### Extracted records

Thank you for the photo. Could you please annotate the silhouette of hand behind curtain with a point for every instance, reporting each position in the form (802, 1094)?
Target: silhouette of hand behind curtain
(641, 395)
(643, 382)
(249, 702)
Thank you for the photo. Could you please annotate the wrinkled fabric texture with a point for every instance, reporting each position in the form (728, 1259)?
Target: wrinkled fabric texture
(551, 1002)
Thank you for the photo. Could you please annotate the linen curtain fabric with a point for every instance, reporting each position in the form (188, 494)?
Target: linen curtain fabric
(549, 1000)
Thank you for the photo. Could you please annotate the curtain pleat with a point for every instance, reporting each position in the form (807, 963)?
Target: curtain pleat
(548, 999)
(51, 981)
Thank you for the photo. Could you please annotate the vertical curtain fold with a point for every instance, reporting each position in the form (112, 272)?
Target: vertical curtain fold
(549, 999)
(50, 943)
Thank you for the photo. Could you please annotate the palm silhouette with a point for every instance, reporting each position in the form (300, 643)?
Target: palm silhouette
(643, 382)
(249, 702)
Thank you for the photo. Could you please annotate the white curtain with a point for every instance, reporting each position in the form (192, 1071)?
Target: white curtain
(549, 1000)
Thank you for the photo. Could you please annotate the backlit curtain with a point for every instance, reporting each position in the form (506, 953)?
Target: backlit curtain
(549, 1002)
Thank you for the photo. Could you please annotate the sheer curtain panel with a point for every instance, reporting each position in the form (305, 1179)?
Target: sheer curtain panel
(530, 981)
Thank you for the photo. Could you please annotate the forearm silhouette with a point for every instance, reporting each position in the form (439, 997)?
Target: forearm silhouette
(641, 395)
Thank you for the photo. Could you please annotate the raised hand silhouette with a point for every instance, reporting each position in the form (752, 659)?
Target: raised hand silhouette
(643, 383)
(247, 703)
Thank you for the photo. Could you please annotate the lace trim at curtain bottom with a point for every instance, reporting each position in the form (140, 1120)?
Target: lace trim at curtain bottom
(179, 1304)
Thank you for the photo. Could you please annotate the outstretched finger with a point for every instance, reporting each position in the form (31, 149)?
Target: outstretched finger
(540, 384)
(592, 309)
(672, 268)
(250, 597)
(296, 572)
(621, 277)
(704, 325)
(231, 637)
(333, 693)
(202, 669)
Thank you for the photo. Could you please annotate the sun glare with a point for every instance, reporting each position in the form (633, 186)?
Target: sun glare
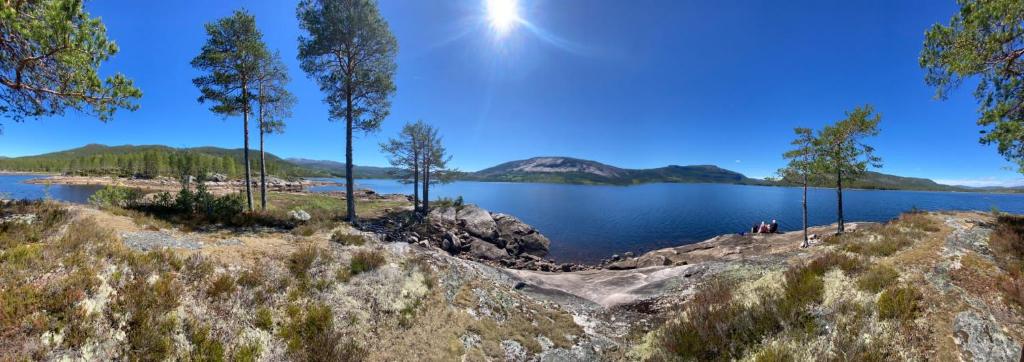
(503, 14)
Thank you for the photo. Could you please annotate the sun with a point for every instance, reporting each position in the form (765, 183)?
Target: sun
(503, 14)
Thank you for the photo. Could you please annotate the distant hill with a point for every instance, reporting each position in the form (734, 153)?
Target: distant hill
(576, 171)
(338, 169)
(152, 161)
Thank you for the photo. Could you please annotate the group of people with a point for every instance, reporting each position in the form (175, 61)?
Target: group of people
(765, 228)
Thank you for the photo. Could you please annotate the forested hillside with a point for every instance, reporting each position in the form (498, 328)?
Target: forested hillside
(150, 161)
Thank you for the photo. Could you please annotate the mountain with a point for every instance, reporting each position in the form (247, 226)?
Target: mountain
(338, 169)
(576, 171)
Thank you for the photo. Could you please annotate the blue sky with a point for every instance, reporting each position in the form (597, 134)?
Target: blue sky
(635, 84)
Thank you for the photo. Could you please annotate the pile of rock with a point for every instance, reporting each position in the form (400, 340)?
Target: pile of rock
(493, 237)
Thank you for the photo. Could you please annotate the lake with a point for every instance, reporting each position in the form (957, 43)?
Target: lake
(13, 186)
(589, 223)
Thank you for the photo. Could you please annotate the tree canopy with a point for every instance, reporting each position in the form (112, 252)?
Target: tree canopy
(984, 40)
(349, 51)
(50, 52)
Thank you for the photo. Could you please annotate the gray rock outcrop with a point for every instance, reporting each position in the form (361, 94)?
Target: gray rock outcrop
(981, 340)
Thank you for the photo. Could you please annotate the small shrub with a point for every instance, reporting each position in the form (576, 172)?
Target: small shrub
(302, 260)
(345, 238)
(898, 303)
(878, 278)
(251, 278)
(264, 319)
(204, 347)
(310, 335)
(221, 287)
(197, 268)
(247, 353)
(1007, 241)
(116, 196)
(364, 261)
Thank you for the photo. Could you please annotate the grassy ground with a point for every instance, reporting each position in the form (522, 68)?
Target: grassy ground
(862, 297)
(70, 288)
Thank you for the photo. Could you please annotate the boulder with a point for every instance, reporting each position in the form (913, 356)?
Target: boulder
(485, 251)
(299, 215)
(478, 222)
(442, 215)
(982, 340)
(519, 238)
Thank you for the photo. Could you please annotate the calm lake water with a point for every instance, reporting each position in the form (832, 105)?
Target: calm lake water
(13, 186)
(588, 223)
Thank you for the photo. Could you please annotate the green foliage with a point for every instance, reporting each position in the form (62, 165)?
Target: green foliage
(302, 260)
(264, 319)
(984, 40)
(878, 277)
(116, 196)
(1007, 242)
(310, 335)
(348, 49)
(150, 162)
(840, 146)
(898, 303)
(364, 261)
(222, 286)
(716, 327)
(346, 238)
(50, 58)
(230, 60)
(205, 348)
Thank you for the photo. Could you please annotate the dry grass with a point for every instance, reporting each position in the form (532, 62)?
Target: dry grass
(877, 278)
(1008, 243)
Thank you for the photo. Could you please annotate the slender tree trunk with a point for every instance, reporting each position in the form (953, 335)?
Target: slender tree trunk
(245, 121)
(839, 193)
(416, 182)
(426, 184)
(262, 154)
(262, 173)
(349, 180)
(806, 242)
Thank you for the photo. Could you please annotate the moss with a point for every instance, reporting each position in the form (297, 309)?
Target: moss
(205, 348)
(364, 261)
(302, 260)
(221, 287)
(877, 278)
(263, 319)
(346, 238)
(148, 328)
(309, 334)
(898, 303)
(249, 352)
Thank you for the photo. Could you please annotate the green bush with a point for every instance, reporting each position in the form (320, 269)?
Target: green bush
(898, 303)
(117, 196)
(264, 319)
(878, 278)
(221, 287)
(310, 335)
(302, 260)
(364, 261)
(345, 238)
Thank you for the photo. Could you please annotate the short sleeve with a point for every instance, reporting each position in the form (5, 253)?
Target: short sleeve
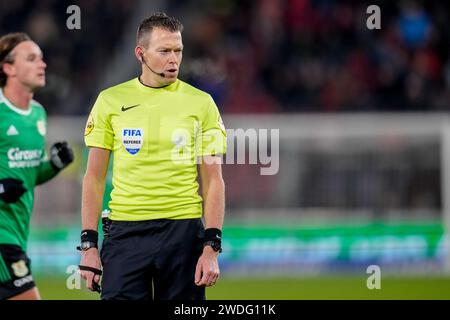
(211, 136)
(98, 131)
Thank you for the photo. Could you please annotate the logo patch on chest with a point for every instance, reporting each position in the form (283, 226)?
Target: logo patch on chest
(132, 139)
(41, 127)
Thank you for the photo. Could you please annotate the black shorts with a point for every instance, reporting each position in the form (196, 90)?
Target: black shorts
(15, 272)
(154, 259)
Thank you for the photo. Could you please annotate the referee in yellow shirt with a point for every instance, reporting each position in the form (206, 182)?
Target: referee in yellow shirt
(156, 127)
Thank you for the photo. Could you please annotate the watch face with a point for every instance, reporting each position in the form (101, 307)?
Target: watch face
(86, 245)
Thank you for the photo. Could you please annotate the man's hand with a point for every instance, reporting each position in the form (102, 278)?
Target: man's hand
(61, 155)
(90, 258)
(11, 189)
(207, 270)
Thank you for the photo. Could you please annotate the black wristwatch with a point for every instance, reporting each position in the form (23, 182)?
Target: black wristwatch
(216, 245)
(86, 245)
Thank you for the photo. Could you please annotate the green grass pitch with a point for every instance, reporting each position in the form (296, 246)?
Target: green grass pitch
(335, 287)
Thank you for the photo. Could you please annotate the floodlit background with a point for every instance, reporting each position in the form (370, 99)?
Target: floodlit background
(364, 137)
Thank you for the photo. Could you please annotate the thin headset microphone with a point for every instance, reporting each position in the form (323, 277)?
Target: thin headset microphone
(159, 74)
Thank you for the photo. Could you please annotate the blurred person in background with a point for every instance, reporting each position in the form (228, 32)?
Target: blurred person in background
(155, 126)
(24, 163)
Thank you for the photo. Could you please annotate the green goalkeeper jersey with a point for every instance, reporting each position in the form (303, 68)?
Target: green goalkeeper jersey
(22, 156)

### What you need to do
Only one part of the material above is to be transcribed, namely the lines starting with the line that has "form (23, 182)?" and going on through the line that has "Thank you for the photo. Could you please annotate the thin", exactly as they stand.

### Written solution
Thank you for the photo. Could you please annotate the black wristwatch with a point for every instance, reporting each position in the form (23, 182)?
Target: black wristwatch
(216, 245)
(86, 245)
Thank you for the photo. Could you please annotate the green grass pitch with a point for every instance, reporting each position in the form (296, 246)?
Target: green grass pitch
(335, 287)
Thank you for the photo. Could you please annotate the floodlit background with a point for every instance, reporting each position in the form (370, 99)?
Target: floodlit background
(364, 137)
Thank you for the photo. Could you please annotate the thin headset microphone with a point for every instance, reporting each position in the form (323, 277)?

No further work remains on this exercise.